_Recorded data_

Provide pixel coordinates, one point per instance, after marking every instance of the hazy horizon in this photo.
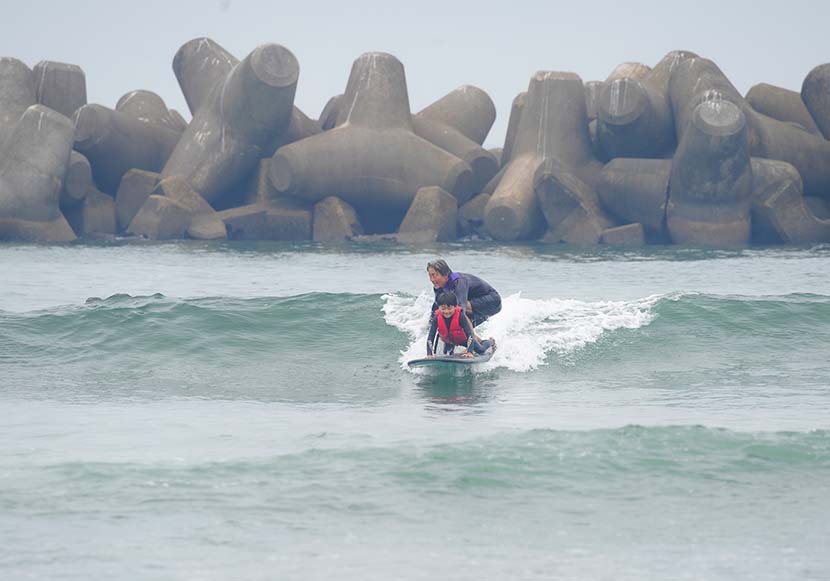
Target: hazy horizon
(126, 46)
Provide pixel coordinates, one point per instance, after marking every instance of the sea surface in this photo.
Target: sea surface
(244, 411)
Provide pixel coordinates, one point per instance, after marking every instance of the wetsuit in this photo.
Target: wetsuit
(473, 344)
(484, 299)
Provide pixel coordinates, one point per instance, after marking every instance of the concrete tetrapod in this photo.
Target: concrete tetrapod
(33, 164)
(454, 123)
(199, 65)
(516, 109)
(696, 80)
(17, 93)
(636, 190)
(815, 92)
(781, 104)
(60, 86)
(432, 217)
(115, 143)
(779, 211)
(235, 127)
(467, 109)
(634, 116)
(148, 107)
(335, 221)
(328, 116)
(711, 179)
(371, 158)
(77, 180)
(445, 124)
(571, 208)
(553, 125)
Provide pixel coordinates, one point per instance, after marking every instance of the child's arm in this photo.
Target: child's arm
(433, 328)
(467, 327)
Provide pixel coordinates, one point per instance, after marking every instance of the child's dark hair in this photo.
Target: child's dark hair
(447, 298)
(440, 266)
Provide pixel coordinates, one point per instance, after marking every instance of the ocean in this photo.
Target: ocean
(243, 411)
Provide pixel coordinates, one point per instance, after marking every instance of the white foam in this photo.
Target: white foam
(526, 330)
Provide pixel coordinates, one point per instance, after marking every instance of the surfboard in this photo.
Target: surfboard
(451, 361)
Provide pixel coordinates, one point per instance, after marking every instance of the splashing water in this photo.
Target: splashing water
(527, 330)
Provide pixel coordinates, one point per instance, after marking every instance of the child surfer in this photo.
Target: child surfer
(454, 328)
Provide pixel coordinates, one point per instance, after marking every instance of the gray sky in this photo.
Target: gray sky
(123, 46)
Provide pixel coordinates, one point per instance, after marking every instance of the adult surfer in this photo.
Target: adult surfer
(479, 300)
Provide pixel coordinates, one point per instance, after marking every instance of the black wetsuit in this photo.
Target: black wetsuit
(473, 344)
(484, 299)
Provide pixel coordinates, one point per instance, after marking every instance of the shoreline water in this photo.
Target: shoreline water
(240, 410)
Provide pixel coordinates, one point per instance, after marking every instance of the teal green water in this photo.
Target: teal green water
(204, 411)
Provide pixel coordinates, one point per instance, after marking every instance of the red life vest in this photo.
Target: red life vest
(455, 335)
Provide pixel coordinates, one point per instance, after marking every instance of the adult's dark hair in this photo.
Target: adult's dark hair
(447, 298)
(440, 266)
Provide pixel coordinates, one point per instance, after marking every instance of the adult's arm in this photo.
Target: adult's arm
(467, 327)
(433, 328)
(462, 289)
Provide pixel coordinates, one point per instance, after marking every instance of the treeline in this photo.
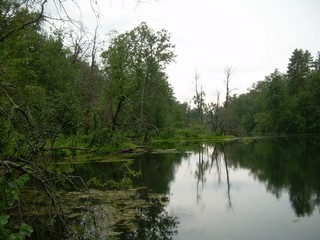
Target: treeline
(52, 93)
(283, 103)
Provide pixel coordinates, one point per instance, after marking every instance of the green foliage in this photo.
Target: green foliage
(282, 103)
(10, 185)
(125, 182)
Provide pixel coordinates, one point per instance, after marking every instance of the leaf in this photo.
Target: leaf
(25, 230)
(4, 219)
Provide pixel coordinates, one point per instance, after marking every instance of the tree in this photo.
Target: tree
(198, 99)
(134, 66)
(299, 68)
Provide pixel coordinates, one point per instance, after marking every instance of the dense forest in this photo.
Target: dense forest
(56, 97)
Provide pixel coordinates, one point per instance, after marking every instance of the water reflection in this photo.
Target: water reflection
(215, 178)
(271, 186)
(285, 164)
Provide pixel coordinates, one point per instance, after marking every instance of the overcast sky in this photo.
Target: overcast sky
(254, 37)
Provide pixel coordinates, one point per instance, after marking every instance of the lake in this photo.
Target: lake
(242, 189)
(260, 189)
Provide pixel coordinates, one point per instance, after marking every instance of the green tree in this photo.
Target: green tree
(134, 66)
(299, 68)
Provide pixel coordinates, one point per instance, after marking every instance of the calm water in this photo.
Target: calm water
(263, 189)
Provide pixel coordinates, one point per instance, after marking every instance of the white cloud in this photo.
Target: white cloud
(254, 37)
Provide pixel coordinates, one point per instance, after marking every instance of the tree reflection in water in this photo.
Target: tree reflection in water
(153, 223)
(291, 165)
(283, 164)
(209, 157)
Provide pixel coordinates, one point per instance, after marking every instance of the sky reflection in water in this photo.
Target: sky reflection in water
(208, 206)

==

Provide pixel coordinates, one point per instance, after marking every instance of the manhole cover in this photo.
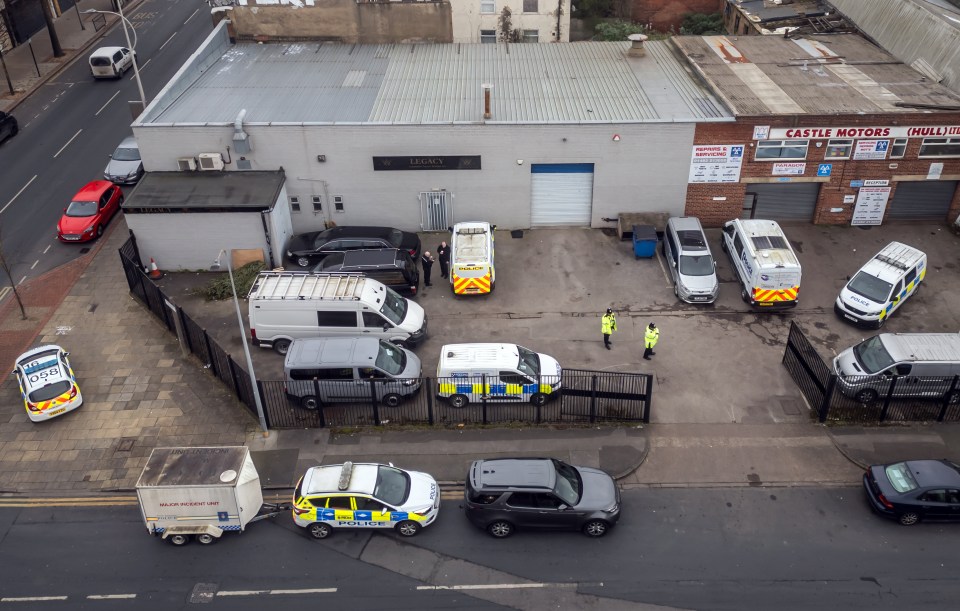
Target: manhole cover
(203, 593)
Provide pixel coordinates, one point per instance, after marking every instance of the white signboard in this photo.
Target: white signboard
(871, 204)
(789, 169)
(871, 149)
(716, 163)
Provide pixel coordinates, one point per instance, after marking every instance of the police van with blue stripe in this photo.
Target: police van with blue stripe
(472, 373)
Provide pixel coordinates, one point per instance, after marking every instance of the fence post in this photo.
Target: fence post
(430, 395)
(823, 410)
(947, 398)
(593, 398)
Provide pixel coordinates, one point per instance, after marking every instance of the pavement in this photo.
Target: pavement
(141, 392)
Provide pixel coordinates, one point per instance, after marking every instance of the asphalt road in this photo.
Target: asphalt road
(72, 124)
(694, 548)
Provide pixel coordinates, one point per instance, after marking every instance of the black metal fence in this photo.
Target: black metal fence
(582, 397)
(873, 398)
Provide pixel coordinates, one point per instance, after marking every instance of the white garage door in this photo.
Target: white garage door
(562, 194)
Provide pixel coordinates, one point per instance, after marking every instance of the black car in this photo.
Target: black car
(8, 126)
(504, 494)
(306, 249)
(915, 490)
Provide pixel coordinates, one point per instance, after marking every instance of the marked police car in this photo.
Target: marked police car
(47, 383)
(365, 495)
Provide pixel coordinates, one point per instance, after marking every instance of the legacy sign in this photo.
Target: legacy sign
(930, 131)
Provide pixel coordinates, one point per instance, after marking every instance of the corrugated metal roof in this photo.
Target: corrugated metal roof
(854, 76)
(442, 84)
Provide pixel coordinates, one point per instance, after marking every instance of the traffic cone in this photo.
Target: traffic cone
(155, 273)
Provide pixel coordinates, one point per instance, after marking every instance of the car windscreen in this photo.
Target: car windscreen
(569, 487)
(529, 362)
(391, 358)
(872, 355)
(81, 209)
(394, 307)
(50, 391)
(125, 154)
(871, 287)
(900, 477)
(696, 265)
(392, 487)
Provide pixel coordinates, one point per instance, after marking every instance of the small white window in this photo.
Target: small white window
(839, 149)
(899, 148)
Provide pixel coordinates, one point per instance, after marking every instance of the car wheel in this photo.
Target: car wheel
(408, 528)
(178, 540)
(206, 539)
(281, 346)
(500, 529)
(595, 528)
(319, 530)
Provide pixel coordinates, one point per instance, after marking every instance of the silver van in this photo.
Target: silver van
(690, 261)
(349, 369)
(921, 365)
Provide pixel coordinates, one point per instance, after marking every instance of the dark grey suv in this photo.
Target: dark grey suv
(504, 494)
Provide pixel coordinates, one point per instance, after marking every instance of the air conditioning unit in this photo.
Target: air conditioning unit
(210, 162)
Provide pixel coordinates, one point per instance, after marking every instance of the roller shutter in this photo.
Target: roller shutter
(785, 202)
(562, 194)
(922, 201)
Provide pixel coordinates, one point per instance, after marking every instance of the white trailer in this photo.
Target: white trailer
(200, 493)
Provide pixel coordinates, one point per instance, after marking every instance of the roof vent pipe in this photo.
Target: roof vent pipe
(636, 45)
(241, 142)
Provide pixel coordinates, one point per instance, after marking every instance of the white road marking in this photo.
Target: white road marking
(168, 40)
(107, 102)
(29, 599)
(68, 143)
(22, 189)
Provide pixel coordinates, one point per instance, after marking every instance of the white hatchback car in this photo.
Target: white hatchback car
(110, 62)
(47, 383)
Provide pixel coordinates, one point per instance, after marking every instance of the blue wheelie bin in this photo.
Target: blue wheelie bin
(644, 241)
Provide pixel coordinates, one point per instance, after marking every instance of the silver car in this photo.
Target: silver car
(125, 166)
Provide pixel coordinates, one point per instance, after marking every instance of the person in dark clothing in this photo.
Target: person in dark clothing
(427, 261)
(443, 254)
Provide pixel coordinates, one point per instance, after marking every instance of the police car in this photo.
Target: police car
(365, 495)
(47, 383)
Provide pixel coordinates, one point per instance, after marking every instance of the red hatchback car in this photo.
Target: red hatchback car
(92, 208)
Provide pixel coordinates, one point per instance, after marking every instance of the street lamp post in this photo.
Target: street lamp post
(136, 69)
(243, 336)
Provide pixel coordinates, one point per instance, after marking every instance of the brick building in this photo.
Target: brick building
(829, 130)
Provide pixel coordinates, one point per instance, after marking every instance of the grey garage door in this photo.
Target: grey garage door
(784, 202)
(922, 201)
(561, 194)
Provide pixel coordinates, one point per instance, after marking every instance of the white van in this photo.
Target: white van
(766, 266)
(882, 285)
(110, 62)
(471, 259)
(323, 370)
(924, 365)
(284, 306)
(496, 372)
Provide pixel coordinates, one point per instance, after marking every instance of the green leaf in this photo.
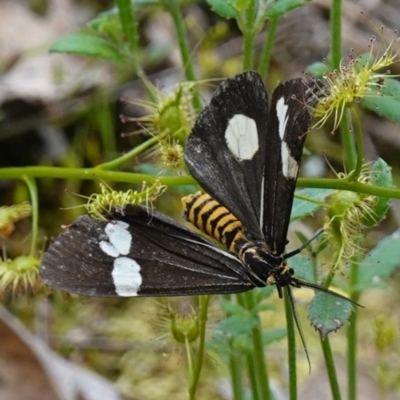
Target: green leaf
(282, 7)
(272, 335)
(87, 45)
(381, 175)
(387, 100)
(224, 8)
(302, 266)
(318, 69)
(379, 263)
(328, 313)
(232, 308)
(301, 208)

_Your goal_
Copy the stretch of the records above that runs from the line with "Target: white foam" through the line with "splashing water in this photo.". Both end lines belong in the copy, and nothing else does.

_Output of the task_
Target: white foam
(526, 330)
Provide pixel coordinates, one point per instance, after marking every instance of the surfboard in this photo.
Target: surfboard
(451, 361)
Provide pixel coordinates, one point per instance, after marking every instance of the splashing water in this photo.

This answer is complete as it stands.